■ PROBLEM TO SOLVE: Copy out every item, substituting "Object" for each occurrence of "Target" and leaving all other text untouched.

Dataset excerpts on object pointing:
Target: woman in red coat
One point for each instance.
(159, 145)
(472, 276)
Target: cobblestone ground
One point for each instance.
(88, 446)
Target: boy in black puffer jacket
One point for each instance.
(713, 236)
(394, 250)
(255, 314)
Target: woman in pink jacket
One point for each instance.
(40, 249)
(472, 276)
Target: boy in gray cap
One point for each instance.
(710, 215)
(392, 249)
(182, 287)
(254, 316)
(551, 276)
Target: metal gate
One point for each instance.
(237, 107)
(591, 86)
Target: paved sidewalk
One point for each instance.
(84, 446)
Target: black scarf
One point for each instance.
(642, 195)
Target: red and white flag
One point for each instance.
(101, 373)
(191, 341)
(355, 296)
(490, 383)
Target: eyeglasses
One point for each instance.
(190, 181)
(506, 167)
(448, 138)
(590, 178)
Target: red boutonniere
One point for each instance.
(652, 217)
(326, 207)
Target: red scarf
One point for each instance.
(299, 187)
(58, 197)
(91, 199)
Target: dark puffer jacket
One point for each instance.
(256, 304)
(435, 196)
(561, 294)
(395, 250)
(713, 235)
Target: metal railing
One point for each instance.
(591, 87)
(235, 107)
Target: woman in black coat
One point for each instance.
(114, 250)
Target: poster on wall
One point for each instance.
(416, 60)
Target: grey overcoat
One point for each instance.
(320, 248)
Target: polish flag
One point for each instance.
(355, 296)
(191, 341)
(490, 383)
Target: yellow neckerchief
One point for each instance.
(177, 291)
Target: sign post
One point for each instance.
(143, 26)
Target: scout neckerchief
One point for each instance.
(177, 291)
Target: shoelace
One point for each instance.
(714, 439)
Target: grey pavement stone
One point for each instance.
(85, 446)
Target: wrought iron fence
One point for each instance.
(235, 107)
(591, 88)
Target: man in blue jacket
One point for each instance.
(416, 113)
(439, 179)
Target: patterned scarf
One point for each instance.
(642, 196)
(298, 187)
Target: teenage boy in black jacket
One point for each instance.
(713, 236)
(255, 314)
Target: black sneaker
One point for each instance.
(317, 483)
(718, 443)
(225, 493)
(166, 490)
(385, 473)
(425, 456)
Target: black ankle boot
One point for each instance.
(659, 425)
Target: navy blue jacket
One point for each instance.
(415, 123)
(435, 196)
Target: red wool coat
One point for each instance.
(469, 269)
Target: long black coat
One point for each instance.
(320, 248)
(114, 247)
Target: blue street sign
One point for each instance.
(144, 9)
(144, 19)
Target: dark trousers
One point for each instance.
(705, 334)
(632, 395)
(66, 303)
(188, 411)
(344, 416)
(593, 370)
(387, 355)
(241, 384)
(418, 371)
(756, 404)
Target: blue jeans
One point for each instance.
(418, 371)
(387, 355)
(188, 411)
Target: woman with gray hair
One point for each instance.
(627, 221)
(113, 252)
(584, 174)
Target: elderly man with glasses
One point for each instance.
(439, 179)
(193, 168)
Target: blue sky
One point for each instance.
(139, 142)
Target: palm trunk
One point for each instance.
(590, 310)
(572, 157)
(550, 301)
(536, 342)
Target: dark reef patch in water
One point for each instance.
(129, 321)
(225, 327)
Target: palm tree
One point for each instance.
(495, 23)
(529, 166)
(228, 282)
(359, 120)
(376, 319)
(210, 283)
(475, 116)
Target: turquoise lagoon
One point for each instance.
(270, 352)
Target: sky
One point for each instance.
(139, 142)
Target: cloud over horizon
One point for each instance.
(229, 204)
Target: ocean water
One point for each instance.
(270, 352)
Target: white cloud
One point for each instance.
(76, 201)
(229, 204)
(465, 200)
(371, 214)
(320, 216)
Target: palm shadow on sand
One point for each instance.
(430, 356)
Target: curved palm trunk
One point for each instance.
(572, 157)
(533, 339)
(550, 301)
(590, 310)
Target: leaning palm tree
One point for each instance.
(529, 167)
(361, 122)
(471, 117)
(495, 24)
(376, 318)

■ SOLUTION TO THIS EXERCISE:
Object: woman in red coat
One point for each instance.
(159, 145)
(472, 276)
Object: cobblestone ground
One point for each instance.
(88, 446)
Object: boy in black puffer jacket
One point for each instance.
(713, 236)
(394, 250)
(255, 314)
Object: woman in pink jacket
One point for each instance.
(40, 249)
(472, 276)
Object: boy in gray cap
One point for each instance.
(710, 215)
(392, 249)
(182, 287)
(254, 316)
(551, 276)
Object: metal gate
One point for each instance.
(237, 107)
(591, 86)
Object: paved sidewalk
One point for each instance.
(84, 446)
Object: black scarf
One point for each instance.
(642, 195)
Object: red and white flag
One point for each instance.
(101, 373)
(191, 341)
(355, 296)
(490, 383)
Object: eyeglasses
One point for each instance.
(190, 181)
(506, 167)
(448, 138)
(590, 178)
Object: red boutonniere
One point for each instance.
(652, 217)
(326, 207)
Object: red scarf
One point for each instance.
(299, 187)
(58, 197)
(91, 199)
Object: dark puffer jacket
One point for each instance.
(256, 304)
(435, 196)
(561, 294)
(395, 250)
(713, 235)
Object: metal railing
One point for each instance.
(591, 87)
(235, 107)
Object: woman in black coat
One point for each instance.
(114, 250)
Object: poster on wall
One point for each instance.
(416, 60)
Object: grey overcoat
One point for each instance.
(320, 248)
Object: polish flag
One point for each instance.
(355, 296)
(191, 341)
(490, 383)
Object: yellow neckerchief
One point for each instance.
(177, 291)
Object: sign post
One point for each instance.
(143, 26)
Object: scout neckerchief
One point for each instance.
(177, 291)
Object: shoelace
One point for each instance.
(714, 439)
Object: grey pavement stone
One point for each instance.
(85, 446)
Object: wrought iron fence
One point for each instance.
(235, 107)
(591, 88)
Object: man in blue jacket
One point for each instance.
(416, 113)
(439, 179)
Object: patterned scarf
One point for each instance.
(642, 196)
(298, 187)
Object: teenage boy in black jacket
One point for each instance.
(713, 236)
(255, 314)
Object: black sneaker
One point for each instance.
(317, 483)
(718, 443)
(225, 493)
(166, 490)
(385, 473)
(425, 456)
Object: black ankle boot
One point for each instance.
(659, 425)
Object: navy blue jacket
One point for each instance.
(415, 123)
(435, 196)
Object: red wool coat
One point for each instance.
(469, 269)
Object: long black coat
One point for each instance.
(320, 248)
(114, 247)
Object: blue street sign
One point for each instance.
(144, 9)
(144, 19)
Object: dark trousers
One point for each instance.
(705, 334)
(632, 395)
(66, 303)
(188, 411)
(344, 416)
(593, 370)
(387, 355)
(241, 384)
(418, 371)
(756, 404)
Object: blue jeans
One point for each instance.
(418, 371)
(387, 355)
(188, 411)
Object: woman with gray hair
One point for each instance.
(627, 221)
(113, 252)
(584, 174)
Object: elderly man with glasses
One point for each instance.
(439, 179)
(193, 168)
Object: blue sky
One point for each instance.
(139, 142)
Object: palm trunk
One point for each instance.
(590, 310)
(572, 157)
(550, 301)
(536, 342)
Object: dark reef patch in water
One point for each instance.
(129, 321)
(225, 327)
Object: palm tree
One point for each instance.
(495, 23)
(529, 166)
(228, 282)
(359, 120)
(376, 319)
(210, 283)
(475, 116)
Object: turquoise lagoon
One point for each instance.
(270, 352)
Object: sky
One point for each instance.
(139, 142)
Object: cloud over horizon
One point for each instance.
(229, 204)
Object: ocean water
One point for each instance.
(270, 352)
Object: white cloud
One point for each instance.
(76, 201)
(229, 204)
(465, 200)
(371, 214)
(320, 216)
Object: palm shadow on sand
One point for each instance.
(430, 356)
Object: curved palm trunk
One point for each instance.
(572, 157)
(533, 339)
(550, 301)
(590, 310)
Object: leaning palm tree
One point for each instance.
(529, 167)
(361, 122)
(471, 117)
(495, 24)
(376, 318)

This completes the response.